With the line containing "Indicate every instance of the small" as the first and the final line of the entries as the last, repeat exactly the lines in that span, including both.
----- Dataset records
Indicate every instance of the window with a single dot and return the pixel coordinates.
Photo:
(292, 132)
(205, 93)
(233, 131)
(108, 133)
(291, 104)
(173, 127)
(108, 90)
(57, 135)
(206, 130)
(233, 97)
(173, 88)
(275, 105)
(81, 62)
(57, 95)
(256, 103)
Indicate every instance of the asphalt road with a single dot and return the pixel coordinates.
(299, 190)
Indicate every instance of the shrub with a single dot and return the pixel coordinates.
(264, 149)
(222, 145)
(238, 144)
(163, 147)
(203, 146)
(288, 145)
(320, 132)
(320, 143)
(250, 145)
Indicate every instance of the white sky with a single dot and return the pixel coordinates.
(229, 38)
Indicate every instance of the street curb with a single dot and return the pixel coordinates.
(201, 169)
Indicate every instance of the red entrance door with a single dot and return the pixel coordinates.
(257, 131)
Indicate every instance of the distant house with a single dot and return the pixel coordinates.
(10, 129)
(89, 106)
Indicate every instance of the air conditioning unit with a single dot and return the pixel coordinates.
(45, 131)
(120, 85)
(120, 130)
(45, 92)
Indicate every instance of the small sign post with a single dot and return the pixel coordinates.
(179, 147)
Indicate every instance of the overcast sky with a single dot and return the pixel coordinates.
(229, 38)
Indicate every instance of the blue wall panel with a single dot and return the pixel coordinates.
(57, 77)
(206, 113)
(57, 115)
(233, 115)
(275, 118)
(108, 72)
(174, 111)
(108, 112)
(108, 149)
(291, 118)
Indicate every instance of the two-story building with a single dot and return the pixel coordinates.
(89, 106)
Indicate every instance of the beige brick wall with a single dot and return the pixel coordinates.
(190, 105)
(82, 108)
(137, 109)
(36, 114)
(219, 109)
----------
**Written answer**
Indicate every instance of the small sign post with a single dot and return the pixel coordinates.
(179, 147)
Indicate every instance of the overcast sky with a single dot and return the pixel coordinates.
(229, 38)
Indicate every instance of the blue wall panel with a single dot and return the pixel coordinates.
(57, 77)
(206, 113)
(57, 115)
(233, 115)
(275, 118)
(108, 72)
(174, 111)
(108, 112)
(108, 149)
(291, 118)
Indicate every instance of the two-story building with a single dot and return the pixel coordinates.
(89, 106)
Indicate every instance of the beige brick wall with a single dot and return the pixel coordinates.
(190, 105)
(82, 108)
(137, 109)
(36, 114)
(219, 109)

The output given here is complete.